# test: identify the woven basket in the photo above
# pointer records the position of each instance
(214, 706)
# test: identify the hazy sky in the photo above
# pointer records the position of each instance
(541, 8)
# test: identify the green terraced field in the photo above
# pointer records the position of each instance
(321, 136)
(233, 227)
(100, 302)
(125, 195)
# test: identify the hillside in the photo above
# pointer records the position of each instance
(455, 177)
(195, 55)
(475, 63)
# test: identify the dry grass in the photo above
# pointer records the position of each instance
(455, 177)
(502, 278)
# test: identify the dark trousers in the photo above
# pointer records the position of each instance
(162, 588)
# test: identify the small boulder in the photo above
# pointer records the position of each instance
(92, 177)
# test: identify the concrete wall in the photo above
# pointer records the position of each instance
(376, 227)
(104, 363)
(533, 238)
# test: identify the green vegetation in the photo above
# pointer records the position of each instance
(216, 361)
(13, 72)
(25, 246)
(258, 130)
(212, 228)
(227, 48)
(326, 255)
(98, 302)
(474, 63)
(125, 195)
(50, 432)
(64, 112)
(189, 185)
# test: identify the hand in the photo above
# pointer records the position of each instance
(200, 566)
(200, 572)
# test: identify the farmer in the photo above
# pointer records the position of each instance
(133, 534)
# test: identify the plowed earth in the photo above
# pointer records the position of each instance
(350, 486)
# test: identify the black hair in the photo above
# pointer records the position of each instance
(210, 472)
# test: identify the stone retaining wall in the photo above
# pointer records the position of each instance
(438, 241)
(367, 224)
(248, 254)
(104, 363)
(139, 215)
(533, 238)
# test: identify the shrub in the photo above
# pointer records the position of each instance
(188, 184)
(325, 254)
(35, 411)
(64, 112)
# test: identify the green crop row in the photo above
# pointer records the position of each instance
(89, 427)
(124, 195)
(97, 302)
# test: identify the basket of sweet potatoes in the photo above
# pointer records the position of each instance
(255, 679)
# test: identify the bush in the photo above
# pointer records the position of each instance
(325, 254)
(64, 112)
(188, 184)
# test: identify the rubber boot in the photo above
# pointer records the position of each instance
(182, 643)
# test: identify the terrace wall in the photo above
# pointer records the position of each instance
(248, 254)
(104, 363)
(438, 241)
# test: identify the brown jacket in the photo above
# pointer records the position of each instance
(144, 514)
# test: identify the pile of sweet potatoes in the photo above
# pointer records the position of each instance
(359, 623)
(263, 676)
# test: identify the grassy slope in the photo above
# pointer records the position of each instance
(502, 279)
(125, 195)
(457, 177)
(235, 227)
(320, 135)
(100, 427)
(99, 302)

####################

WHAT TO PRODUCE =>
Reproduce all of the records above word for word, keeping every line in its original order.

SOLUTION FOR THIS TASK =>
# test: identify the woven basket in the photo above
# pointer records the position of each instance
(214, 706)
# test: identify the hazy sky in the photo above
# pointer records the position of each instance
(541, 8)
# test: identify the green terraced field in the photo above
# pointer records the position of each instance
(321, 136)
(233, 227)
(100, 302)
(125, 195)
# test: identify the hillside in the photo above
# pointer records the position of each instance
(455, 177)
(195, 55)
(475, 63)
# test: identify the dry grass in the photo above
# pointer records the position of each instance
(455, 177)
(502, 278)
# test: identify the dark trousers in the photo above
# pointer records the position of each instance
(162, 588)
# test: identify the small boulder in the photo above
# pointer records the position of each instance
(92, 177)
# test: identify the concrete wall in the photo above
# pointer records the position of each instance
(376, 227)
(104, 363)
(533, 238)
# test: identify the green vegetation in the photo above
# pointer records the position of each instance
(216, 361)
(13, 72)
(25, 246)
(258, 130)
(212, 228)
(227, 48)
(326, 255)
(98, 302)
(474, 63)
(125, 195)
(50, 432)
(64, 112)
(189, 185)
# test: identify the hand in the photo above
# pointer records the position of each instance
(200, 566)
(200, 572)
# test: identify the farmer in the photo above
# pointer records the position of each instance
(133, 534)
# test: identify the plowed earth in the photo above
# pointer records the position of each instance
(350, 486)
# test: identify the black hair in the photo above
# pointer records the position of each instance
(210, 472)
# test: identify the stone retaining wall in the photo above
# pointer records the position of each instance
(438, 241)
(367, 224)
(248, 254)
(104, 363)
(139, 215)
(533, 238)
# test: identify the shrub in the photo above
# pointer records the position of each instance
(188, 184)
(325, 254)
(35, 411)
(64, 112)
# test: identify the green crop row in the photo above
# pointer records the position of each instance
(89, 427)
(124, 195)
(97, 302)
# test: identify the basket of sweet potatoes in the photo above
# pointer records the position of each instance
(255, 679)
# test: identify the bush in the photo above
# pointer records the position of each instance
(325, 254)
(64, 112)
(188, 184)
# test: identify the rubber boot in the photo above
# pointer records the position of each instance
(182, 643)
# test: identify the terrace wall in the photo above
# pointer records the position of each instance
(248, 254)
(104, 363)
(438, 241)
# test: identify the brown jacket in the photo above
# pointer records the position of each instance
(144, 514)
# test: identify the pile of sweet potatoes in the photo above
# pointer records the position of each instance
(359, 623)
(263, 676)
# test: identify the grassy slope in the photo above
# pointer records the position of each instance
(502, 279)
(125, 195)
(457, 177)
(235, 227)
(320, 135)
(100, 427)
(99, 302)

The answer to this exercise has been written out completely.